Parts of the exercise:
a: Decide whether each statement agrees with the passage on genebanks, answering yes or no and quoting the words that decide it: (i) genebanks conserve the wild relatives of crops; (ii) safety duplicates of accessions are stored only inside the country; (iii) the Svalbard seed vault protects seeds from disease outbreaks.
b: Copy the part of the passage on genebanks starting at "The image shows" and ending at "or climate change.".

Quoted passage:
Objectives of genebanks

The image shows a female agricultural researcher working in a crop field in India.

  

Farmers face unpredictable challenges: pest or disease infestation, uncertain rainfall or disrupted supplies of agrochemicals due to civil unrest. Somewhere in a genebank, there could be a gene that bestows some form of resistance, drought tolerance or metabolic advantage, which could help address these challenges.

Today’s genebanks underpin global food security by conserving the world’s agricultural genetic diversity – the variety and variability of plants that are used for food and agriculture. They also conserve wild relatives, a source of traits that may have been bred out of crops over millennia of cultivation, but which could potentially be more resilient to the consequences of disease or climate change.

Genebanks also secure the future of agricultural research. They supply the diversity breeders need to develop the crops of the future. People sometimes use the metaphor of a savings bank to describe this: a safe place where researchers can go to retrieve something of value, whenever they need to.

Genebanks are organised into a global network, in which safety duplicates of all accessions, with their full set of associated data, are sent to back-up storage facilities inside the country and beyond its borders. The global seed vault in Svalbard is the destination for many of these. There, the seeds are protected from disease outbreaks, climate change or civil unrest.

Saved data entries:
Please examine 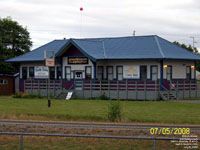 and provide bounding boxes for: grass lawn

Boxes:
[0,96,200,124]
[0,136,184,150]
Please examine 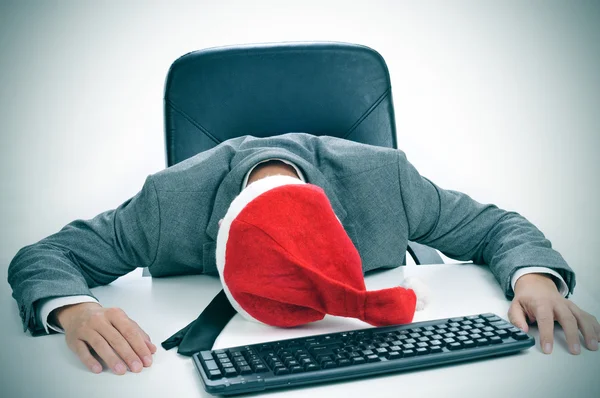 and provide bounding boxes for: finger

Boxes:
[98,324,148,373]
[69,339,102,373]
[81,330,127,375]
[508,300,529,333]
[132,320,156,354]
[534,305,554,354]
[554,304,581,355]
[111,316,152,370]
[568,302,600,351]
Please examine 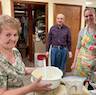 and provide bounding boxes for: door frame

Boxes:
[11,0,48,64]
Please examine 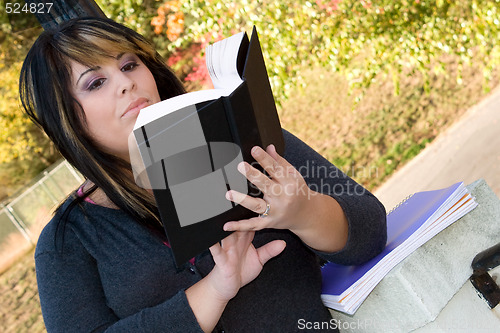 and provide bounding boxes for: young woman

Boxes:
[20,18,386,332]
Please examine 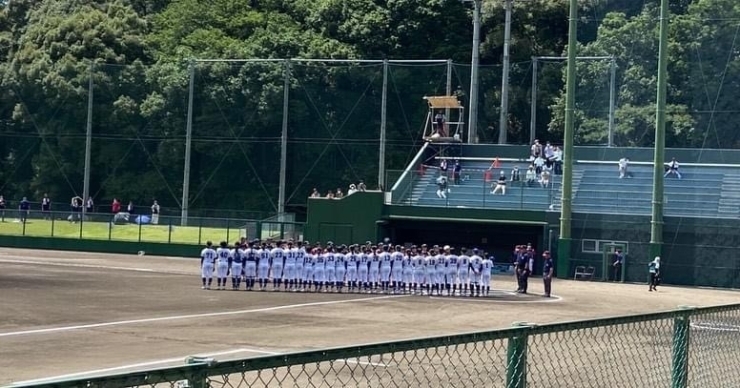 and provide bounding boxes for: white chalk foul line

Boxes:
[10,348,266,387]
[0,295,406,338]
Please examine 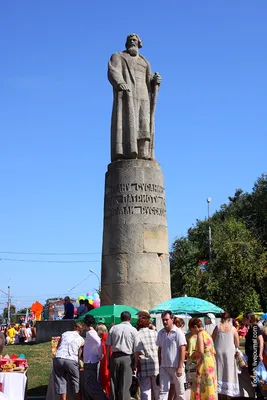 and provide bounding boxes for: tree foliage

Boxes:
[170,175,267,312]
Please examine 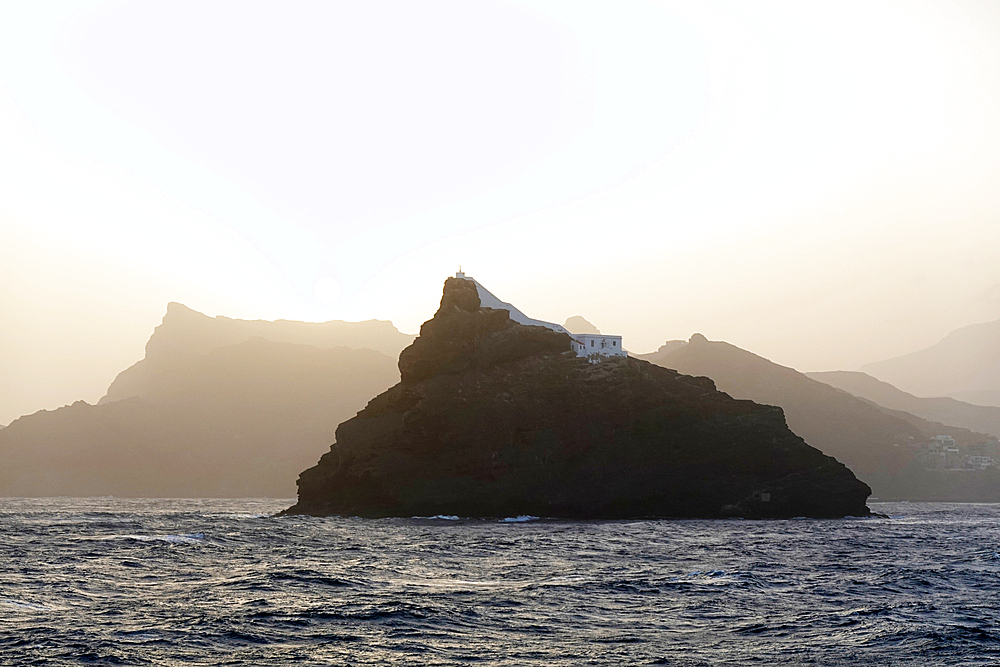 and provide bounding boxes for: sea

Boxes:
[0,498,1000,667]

Results for the exercise:
a:
(i) Yes: "They also conserve wild relatives"
(ii) No: "are sent to back-up storage facilities inside the country and beyond its borders"
(iii) Yes: "There, the seeds are protected from disease outbreaks, climate change or civil unrest."

b:
The image shows a female agricultural researcher working in a crop field in India.

  

Farmers face unpredictable challenges: pest or disease infestation, uncertain rainfall or disrupted supplies of agrochemicals due to civil unrest. Somewhere in a genebank, there could be a gene that bestows some form of resistance, drought tolerance or metabolic advantage, which could help address these challenges.

Today’s genebanks underpin global food security by conserving the world’s agricultural genetic diversity – the variety and variability of plants that are used for food and agriculture. They also conserve wild relatives, a source of traits that may have been bred out of crops over millennia of cultivation, but which could potentially be more resilient to the consequences of disease or climate change.